[WHAT TO DO]: Repeat every entry exactly as given.

== EXTRACTED RECORDS ==

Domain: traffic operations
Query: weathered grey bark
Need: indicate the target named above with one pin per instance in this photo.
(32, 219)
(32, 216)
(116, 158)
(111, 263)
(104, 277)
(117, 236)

===

[ANSWER SECTION]:
Domain: traffic operations
Query: weathered grey bark
Need: indicate the target named above with one pin per instance in this photo.
(32, 219)
(32, 216)
(116, 158)
(111, 263)
(104, 277)
(117, 236)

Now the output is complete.